■ **Recorded data**
===

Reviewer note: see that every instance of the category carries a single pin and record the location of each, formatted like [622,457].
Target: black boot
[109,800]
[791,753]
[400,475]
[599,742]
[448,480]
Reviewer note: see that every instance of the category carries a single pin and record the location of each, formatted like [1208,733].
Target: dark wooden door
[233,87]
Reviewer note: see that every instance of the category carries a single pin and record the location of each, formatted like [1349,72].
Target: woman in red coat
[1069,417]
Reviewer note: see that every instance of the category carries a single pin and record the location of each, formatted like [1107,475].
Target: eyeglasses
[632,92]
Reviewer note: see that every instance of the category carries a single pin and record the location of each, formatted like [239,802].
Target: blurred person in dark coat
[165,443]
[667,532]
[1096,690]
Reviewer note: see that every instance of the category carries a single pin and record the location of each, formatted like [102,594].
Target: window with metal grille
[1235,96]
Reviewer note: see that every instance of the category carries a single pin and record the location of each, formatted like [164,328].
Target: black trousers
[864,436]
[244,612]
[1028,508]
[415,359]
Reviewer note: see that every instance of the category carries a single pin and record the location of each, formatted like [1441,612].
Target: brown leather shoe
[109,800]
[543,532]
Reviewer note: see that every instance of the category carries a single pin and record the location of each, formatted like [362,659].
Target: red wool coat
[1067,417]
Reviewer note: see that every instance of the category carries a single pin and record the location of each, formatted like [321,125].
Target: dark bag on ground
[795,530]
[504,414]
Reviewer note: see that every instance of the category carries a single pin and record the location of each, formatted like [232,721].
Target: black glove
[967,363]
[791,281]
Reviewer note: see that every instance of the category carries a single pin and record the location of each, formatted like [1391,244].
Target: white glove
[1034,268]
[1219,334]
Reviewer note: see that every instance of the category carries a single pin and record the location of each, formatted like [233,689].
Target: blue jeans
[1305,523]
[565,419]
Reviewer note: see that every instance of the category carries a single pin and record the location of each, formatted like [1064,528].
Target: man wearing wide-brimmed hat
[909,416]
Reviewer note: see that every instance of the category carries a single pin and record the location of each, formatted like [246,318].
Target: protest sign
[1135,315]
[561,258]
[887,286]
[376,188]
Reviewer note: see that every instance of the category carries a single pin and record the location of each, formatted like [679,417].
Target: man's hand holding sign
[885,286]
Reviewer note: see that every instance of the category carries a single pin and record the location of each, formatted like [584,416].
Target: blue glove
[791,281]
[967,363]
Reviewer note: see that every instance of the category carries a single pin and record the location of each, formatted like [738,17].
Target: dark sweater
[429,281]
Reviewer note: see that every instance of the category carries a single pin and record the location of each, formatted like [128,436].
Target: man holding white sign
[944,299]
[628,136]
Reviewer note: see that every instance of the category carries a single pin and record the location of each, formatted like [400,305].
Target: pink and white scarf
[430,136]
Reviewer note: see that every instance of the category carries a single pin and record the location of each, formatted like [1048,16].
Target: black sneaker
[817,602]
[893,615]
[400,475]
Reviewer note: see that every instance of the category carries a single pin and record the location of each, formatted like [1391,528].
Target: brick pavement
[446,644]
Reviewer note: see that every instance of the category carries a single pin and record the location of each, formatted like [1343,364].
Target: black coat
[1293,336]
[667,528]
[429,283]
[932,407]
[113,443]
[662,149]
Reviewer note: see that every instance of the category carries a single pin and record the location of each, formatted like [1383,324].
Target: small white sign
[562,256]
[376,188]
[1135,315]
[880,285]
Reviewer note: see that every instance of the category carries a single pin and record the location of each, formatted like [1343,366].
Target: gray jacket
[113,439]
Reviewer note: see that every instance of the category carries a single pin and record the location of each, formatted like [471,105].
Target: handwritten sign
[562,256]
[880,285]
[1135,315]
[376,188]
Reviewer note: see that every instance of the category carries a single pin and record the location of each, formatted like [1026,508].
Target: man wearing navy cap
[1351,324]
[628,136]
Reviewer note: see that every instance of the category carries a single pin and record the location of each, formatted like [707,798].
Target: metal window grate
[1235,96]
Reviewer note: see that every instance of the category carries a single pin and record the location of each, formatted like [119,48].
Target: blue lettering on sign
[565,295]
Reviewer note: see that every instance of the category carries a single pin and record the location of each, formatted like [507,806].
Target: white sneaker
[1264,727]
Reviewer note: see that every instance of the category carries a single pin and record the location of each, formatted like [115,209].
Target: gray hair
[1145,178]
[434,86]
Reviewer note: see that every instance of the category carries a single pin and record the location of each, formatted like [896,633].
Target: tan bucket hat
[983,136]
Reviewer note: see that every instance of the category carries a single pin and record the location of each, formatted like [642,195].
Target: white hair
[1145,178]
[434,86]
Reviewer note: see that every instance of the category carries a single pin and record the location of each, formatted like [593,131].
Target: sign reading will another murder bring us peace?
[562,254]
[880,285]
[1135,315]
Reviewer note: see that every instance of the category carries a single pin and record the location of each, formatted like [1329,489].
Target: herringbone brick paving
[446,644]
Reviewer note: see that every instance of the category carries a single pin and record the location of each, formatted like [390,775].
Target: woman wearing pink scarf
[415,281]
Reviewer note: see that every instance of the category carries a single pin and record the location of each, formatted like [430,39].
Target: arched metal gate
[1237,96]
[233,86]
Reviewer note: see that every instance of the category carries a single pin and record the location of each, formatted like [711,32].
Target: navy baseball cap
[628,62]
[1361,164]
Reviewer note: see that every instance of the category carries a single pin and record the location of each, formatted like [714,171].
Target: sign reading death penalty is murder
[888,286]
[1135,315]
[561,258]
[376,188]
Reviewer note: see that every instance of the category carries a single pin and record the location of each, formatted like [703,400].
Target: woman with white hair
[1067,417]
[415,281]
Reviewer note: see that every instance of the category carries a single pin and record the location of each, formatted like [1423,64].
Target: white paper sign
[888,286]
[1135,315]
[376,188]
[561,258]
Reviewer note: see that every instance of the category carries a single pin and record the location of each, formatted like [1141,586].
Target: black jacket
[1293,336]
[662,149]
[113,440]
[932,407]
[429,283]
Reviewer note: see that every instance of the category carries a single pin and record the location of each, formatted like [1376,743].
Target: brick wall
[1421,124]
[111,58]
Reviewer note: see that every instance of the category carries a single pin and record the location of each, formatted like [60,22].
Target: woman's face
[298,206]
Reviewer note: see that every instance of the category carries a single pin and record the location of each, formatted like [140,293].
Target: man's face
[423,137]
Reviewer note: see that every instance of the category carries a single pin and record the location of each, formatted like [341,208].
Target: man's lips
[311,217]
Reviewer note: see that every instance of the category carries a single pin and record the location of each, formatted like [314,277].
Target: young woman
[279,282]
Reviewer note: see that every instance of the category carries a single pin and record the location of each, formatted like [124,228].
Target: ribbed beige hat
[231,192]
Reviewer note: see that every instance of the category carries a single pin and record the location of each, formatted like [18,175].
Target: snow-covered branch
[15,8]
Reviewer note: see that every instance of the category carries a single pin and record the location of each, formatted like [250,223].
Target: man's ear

===

■ **Task details**
Repeat the data word for word.

■ **Solution**
Reviewer note: see that every instance of the category carries a single pin and record the location of each, formatted like [622,457].
Target: black boot
[109,800]
[791,753]
[400,475]
[599,742]
[448,480]
Reviewer note: see that every instance of the category carries a single pin and record the location of each, formatted like [1208,733].
Target: dark wooden door
[233,87]
Reviewer note: see that every instance of the category carries a single pin and record the location of each, formatted like [1349,72].
Target: woman in red coat
[1069,417]
Reviewer note: see that every instance of the category carries a single pin and record the location of each, formatted like [1107,475].
Target: eyeglasses
[632,92]
Reviewer note: see that every instance of the category carries a single pin and record the location of each, formatted like [239,802].
Target: blurred person in dark coat
[165,443]
[667,532]
[1096,690]
Reviewer note: see that every instance of the category carries a single pin and record the location of each, formatted like [102,594].
Target: window with metal grille
[1235,96]
Reviewer note: see that every instance of the category carries a single pin and record the location of each, formatted like [164,328].
Target: black trousers
[864,436]
[244,612]
[1028,508]
[415,359]
Reviewer note: see that every instance of the category carries a single pin and record the location of each, formatted like [1441,612].
Target: brown leather shoe
[109,800]
[543,532]
Reviewer note: see that every instance of the category carries a single pin and record the location of each, formatted like [362,659].
Target: red wool coat
[1067,417]
Reviewer note: see that every instance of the category carries a single pin and record the location of each, formatted like [321,125].
Target: dark bag on ground
[795,530]
[504,414]
Reviewer note: see that every instance of the category carries a single pin and record the location of each, formatted like [232,721].
Target: black glove
[967,363]
[791,281]
Reviewer note: see that every instance of the category carries a single pin and record the location of each, formatted like [1391,244].
Target: white glove
[1034,268]
[1219,334]
Reviewer note: see that every instance of the category carries a single pin and record the location of each, formatted like [233,689].
Target: blue jeans
[1305,523]
[565,419]
Reviewer note: see that every instance of the category carries a single pin and record the location of each, formatted like [1064,528].
Target: man wearing wide-brimmed hat
[909,416]
Reviewer note: see that every instance of the category carries a single pin and record the location of each, formatted like [246,318].
Target: protest sign
[1135,315]
[561,258]
[887,286]
[376,188]
Reviewer note: see that every instance of the category carries a single pin and record the location of each, formatted like [679,417].
Target: man's hand holding sign
[885,286]
Reviewer note: see that every instance of the category carries a single pin and record the location of each, formatted like [584,416].
Target: blue glove
[791,281]
[967,363]
Reviewer note: see that every instance of the category carries a single pin and record the location of each, formatted like [738,17].
Target: dark sweater
[429,281]
Reviewer note: see that every instance of the category carries a single pin and record the location of each, formatted like [128,436].
Target: man holding white sign
[944,299]
[628,136]
Reviewer note: see that every instance of the category carries a single pin and record the location of each, formatted like [400,305].
Target: pink and white scarf
[430,136]
Reviewer note: see that every instance of the category carries a single pin and record the location of each, formatted like [1048,16].
Target: black sneaker
[817,602]
[893,615]
[400,475]
Reviewer note: see that every instance of the category carries a single pin and record the location of each, formatted like [1391,528].
Target: brick pavement
[446,644]
Reviewer note: see that every instance of the category carries a single pin and record the location of each, formatted like [1343,364].
Target: black coat
[1293,336]
[667,528]
[429,283]
[932,407]
[113,443]
[662,149]
Reviewer note: see that every instance of the category carries a single pin and record the location of each, formatted like [1383,324].
Target: small white sign
[562,256]
[376,188]
[1135,315]
[880,285]
Reviewer note: see that every instance of the category carries a single pin and record the location of each, formatted like [1343,366].
Target: gray jacket
[113,439]
Reviewer note: see that every instance of the category carries a single pin and record the location of each, formatted like [471,105].
Target: handwritten sign
[562,256]
[880,285]
[1135,315]
[376,188]
Reviewer note: see that every instance of the category carries a single pin and record the location of each, formatted like [1026,508].
Target: man wearing navy cap
[1351,324]
[628,136]
Reviewer note: see that every instance of the category carries a single pin and record the location of each, formatted like [707,798].
Target: metal window grate
[1235,96]
Reviewer note: see that every instance of the category carries a single pin and record the location of each, formatted like [119,48].
Target: blue lettering on sign
[565,295]
Reviewer note: see that every instance of the category carries a single pin and record the location of each, formatted like [507,806].
Target: white sneaker
[1264,727]
Reviewer note: see that every instance of the category carries a single pin and record the location of each, formatted like [115,209].
Target: gray hair
[1145,178]
[434,86]
Reviewer note: see that every instance of the category carries a single pin and record the location of each, formatted like [896,633].
Target: tan bucket hat
[983,136]
Reviewer note: see that every instance of the category carries a single pin and record the location of each, formatted like [642,195].
Target: white hair
[1145,178]
[434,86]
Reviewer note: see that every instance of the category carries a single pin and record the location of each, formatted like [593,131].
Target: sign reading will another murder bring us peace?
[562,254]
[880,285]
[1135,315]
Reviewer note: see that every instance of the category carries a single pin and record the location of each, formatted like [1329,489].
Target: herringbone brick paving
[446,644]
Reviewer note: see that every instance of the category carries a single pin and record the location of each, formatted like [390,775].
Target: woman wearing pink scarf
[415,281]
Reviewer note: see that every instance of the category carries a single pin and record the location of each, formatted like [430,39].
Target: arched metal gate
[1237,96]
[233,86]
Reviewer note: see that every instance of the category carries a single pin and record the location of each, formatted like [711,32].
Target: navy baseball cap
[628,62]
[1361,164]
Reviewer note: see that every instance of the category carries a single pin and record the location of each, formatted like [714,171].
Target: sign reading death penalty is murder
[888,286]
[1135,315]
[561,258]
[376,188]
Reviewer note: see that every instance of the category carries a single pin and record the location of each, formatted like [703,400].
Target: woman with white hair
[1067,417]
[415,281]
Reviewer note: see that every instance of the category carries a single pin and record the location of each, formatted like [1423,64].
Target: white paper sign
[888,286]
[1135,315]
[376,188]
[561,258]
Reviewer note: see that every instance of the category carries a single pin and record the location of each, formatted like [1141,586].
Target: black jacket
[1293,336]
[662,149]
[113,440]
[932,407]
[429,283]
Reviewer note: see that every instance of the category carries a single pin and record the location of each, formatted like [1376,743].
Target: brick wall
[1421,124]
[111,58]
Reviewer note: see that every instance of the category carries a single pin and record the location of each, formatted like [60,22].
Target: woman's face
[298,206]
Reviewer note: see that every instance of the category carries a single pin and record the location of each, formatted like [140,293].
Target: man's face
[423,137]
Reviewer note: see that every instance of the category carries a single pin and record the location of each, formatted like [341,208].
Target: man's lips
[311,217]
Reviewer note: see that every instance of the category carries a single pin and record the location of each, formatted like [314,277].
Target: young woman
[279,282]
Reviewer note: see that every instance of the category carries a single pin and record the location of each, formatted like [124,228].
Target: ribbed beige hat
[231,192]
Reviewer note: see that every instance of the category carries a single pin and record the location of each, formatted like [18,175].
Target: snow-covered branch
[15,8]
Reviewer note: see that every instance of the category carries a single pin and record the location of each, formatted like [250,223].
Target: man's ear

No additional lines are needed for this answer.